(Beginning of Text excerpt)

The role of DNA sequence in the formation of Z-DNA versus cruciforms in plasmids

Abstract

The capacities of four synthetic sequences containing runs of perfectly alternating purine-pyrimidine base pairs (bp) to adopt left-handed structures were evaluated in a homologous family of recombinant plasmids. All the sequences had the same G+C content (50%) and consisted of simple tetranucleotide repeat units but differed in the relative orientations of these units. For some of the sequences, several alternate secondary structures were theoretically possible; a variety of probes (S1 nuclease, bromoacetaldehyde, OsO4, T7 gene 3 endonuclease, supercoil-induced gel relaxation studies) under a wide range of reaction conditions was used to determine which structures were adopted as a function of superhelical stress. The precise positions at the bp level of reactions with these chemical and enzymatic probes were determined. We conclude that for short (20-24 bp) sequences containing runs of alternating (T-G) and (C-A), the cruciform state is preferred over the similarly allowable left-handed form provided that symmetry constraints allow. However, these sequences can be induced to form a left-handed helix under appropriate conditions. This is the first demonstration of plasmid inserts which will adopt more than one unusual DNA structure in response to negative superhelical stress. The structural properties of a molecule containing a Z-Z junction were studied, and we conclude that the disruption caused by this feature extends over only a few bp although it requires a high energetic penalty.

(End of Text excerpt)
(Beginning of Data to examine)

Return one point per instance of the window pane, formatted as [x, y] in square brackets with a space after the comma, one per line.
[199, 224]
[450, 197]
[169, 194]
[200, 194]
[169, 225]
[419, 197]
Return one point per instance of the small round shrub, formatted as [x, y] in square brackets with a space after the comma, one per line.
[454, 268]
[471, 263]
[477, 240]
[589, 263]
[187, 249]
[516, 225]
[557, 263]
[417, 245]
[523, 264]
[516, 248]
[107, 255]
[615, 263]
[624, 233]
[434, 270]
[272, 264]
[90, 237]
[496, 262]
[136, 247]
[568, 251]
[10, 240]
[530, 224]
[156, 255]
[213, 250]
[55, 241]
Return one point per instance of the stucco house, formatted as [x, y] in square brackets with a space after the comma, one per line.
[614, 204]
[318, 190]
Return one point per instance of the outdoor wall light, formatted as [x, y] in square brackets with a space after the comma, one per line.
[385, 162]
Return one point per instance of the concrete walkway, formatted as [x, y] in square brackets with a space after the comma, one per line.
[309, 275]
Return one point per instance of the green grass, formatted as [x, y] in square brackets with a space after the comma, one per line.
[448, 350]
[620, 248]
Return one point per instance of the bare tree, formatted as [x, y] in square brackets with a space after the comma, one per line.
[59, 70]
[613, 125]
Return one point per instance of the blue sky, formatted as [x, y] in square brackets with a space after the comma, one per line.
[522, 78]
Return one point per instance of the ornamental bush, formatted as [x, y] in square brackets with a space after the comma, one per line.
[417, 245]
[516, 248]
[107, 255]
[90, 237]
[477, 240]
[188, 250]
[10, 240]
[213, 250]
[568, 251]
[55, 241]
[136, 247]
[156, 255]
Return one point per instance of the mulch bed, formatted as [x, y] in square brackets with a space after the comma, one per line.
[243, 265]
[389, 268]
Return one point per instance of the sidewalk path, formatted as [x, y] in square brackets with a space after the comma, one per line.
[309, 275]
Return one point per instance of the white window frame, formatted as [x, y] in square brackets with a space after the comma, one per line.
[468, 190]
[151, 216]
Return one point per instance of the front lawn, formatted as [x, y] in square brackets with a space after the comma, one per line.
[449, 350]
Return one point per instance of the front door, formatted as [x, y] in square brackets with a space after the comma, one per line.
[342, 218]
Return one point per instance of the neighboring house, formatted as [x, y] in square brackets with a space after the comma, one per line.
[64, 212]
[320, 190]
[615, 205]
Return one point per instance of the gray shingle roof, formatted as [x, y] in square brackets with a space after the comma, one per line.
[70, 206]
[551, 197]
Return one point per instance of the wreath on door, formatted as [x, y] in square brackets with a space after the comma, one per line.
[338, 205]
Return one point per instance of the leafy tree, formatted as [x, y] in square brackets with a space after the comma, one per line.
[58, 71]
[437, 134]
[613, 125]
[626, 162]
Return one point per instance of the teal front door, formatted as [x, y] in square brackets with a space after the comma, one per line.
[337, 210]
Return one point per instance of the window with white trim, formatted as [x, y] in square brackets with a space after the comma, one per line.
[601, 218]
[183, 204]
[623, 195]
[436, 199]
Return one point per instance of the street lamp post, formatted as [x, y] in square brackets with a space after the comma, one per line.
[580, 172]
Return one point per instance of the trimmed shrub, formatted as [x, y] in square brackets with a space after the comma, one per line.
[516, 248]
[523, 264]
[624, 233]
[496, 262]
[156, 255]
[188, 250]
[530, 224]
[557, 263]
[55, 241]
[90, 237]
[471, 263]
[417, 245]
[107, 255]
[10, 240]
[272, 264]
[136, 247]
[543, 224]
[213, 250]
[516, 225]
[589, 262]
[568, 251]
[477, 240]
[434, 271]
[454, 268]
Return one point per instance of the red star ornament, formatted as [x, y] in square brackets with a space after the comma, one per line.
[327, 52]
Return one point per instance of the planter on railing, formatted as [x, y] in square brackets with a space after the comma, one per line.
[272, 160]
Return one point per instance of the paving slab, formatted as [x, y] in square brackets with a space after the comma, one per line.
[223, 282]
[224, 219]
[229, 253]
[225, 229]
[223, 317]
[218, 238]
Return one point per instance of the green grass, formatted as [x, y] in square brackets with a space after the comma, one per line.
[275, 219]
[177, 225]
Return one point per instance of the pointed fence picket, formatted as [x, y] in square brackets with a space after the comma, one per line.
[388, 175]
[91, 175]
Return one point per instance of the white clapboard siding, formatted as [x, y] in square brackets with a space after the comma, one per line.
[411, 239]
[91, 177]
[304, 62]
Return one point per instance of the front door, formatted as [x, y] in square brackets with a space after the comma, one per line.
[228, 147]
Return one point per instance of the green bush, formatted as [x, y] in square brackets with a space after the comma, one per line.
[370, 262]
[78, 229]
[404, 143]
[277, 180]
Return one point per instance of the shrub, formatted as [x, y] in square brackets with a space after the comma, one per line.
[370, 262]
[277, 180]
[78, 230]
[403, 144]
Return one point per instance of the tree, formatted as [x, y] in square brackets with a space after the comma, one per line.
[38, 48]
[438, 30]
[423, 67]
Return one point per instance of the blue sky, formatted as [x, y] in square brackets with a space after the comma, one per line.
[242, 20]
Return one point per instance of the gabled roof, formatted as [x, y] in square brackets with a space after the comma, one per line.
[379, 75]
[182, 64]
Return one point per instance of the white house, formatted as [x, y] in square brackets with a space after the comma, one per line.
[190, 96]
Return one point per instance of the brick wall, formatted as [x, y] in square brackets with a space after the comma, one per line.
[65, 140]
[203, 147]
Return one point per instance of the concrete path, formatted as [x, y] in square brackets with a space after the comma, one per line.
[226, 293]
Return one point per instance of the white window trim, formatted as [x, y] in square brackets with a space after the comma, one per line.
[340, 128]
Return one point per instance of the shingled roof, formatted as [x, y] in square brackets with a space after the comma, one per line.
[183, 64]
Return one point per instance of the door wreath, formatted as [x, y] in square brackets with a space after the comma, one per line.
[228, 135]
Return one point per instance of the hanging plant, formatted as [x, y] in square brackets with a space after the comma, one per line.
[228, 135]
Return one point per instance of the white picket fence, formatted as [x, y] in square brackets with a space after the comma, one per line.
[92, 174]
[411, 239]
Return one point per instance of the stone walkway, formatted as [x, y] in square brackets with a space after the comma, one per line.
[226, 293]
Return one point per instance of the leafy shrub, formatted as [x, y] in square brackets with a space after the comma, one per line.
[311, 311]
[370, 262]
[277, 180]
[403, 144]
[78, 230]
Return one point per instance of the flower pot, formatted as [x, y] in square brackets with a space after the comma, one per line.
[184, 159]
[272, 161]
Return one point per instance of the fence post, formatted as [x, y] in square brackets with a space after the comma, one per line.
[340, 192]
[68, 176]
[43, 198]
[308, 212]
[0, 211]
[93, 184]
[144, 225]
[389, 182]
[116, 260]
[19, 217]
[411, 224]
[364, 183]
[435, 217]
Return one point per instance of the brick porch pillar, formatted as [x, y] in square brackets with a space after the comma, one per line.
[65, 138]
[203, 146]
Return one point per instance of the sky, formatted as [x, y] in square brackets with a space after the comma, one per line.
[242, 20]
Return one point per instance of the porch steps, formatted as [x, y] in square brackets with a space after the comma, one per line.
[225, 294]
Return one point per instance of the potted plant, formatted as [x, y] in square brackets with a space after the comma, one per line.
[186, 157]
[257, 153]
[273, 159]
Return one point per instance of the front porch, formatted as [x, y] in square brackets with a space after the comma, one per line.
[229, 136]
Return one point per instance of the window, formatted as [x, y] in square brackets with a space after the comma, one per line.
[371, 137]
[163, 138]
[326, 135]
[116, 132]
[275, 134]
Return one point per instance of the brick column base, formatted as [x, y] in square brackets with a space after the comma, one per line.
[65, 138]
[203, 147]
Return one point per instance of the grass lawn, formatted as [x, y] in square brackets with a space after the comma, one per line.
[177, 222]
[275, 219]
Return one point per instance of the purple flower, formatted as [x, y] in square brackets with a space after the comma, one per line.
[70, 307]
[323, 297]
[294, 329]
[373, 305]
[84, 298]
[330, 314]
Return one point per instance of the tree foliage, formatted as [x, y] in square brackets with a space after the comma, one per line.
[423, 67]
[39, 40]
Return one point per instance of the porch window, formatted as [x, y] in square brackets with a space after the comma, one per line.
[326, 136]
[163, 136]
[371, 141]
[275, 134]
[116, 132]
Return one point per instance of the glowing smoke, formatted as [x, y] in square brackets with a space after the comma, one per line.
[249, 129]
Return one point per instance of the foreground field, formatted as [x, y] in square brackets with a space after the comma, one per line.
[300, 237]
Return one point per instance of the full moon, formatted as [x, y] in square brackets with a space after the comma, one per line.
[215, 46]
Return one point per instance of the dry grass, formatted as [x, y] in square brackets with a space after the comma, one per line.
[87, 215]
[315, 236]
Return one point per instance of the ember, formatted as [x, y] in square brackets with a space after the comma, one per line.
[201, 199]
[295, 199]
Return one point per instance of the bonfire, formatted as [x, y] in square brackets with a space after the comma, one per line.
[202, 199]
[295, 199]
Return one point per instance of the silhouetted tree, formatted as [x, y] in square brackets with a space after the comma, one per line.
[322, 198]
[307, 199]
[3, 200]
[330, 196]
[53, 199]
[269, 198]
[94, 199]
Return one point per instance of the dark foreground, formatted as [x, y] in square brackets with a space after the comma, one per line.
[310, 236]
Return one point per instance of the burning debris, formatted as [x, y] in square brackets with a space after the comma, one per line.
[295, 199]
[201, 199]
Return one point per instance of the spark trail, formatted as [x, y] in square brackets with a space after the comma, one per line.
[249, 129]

(End of Data to examine)
(Beginning of Data to examine)

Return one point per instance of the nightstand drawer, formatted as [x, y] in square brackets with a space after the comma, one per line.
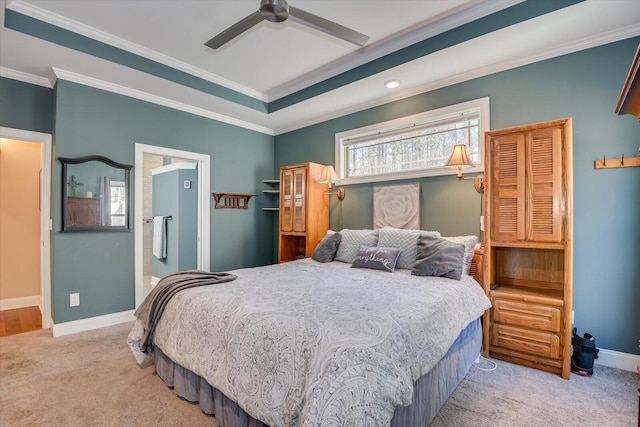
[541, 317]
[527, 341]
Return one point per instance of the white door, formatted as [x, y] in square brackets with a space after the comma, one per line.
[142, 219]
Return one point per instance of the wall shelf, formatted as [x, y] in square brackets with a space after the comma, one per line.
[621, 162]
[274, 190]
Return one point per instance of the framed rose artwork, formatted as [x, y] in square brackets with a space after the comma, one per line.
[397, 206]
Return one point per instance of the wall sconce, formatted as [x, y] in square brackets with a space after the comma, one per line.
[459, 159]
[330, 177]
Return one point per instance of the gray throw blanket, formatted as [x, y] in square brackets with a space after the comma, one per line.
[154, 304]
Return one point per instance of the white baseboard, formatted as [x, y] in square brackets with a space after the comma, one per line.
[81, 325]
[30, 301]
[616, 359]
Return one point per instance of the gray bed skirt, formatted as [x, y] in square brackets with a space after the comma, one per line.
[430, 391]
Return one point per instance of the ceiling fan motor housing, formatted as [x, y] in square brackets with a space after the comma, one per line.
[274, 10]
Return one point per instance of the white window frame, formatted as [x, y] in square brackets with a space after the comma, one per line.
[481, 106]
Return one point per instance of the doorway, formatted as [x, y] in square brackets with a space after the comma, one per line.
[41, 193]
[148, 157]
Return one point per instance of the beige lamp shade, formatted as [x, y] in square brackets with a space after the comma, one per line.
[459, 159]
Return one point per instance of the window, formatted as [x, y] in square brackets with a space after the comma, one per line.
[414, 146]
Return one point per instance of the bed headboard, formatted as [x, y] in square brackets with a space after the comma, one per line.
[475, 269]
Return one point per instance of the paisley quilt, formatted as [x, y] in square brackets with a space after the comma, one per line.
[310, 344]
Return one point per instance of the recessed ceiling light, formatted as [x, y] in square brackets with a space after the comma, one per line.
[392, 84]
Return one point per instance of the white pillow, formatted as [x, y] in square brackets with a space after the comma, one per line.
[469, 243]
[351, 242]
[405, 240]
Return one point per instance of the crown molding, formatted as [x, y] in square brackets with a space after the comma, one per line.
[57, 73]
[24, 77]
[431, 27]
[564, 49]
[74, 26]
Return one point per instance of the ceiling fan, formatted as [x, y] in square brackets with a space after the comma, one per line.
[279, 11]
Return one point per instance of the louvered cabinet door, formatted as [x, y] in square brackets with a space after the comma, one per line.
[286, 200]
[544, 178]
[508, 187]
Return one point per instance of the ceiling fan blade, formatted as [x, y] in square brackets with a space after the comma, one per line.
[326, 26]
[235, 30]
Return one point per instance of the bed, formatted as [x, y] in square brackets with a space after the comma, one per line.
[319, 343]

(End of Data to examine)

* [Task goal]:
According to the Z-DNA abstract, why was a variety of probes used on the synthetic sequences? The records are separate material with no connection to the abstract.

* [Your response]:
Several alternate secondary structures were theoretically possible for some of the sequences. The probes (S1 nuclease, bromoacetaldehyde, OsO4, T7 gene 3 endonuclease and supercoil-induced gel relaxation studies) were applied under a wide range of reaction conditions to determine which structures the sequences actually adopted as a function of superhelical stress.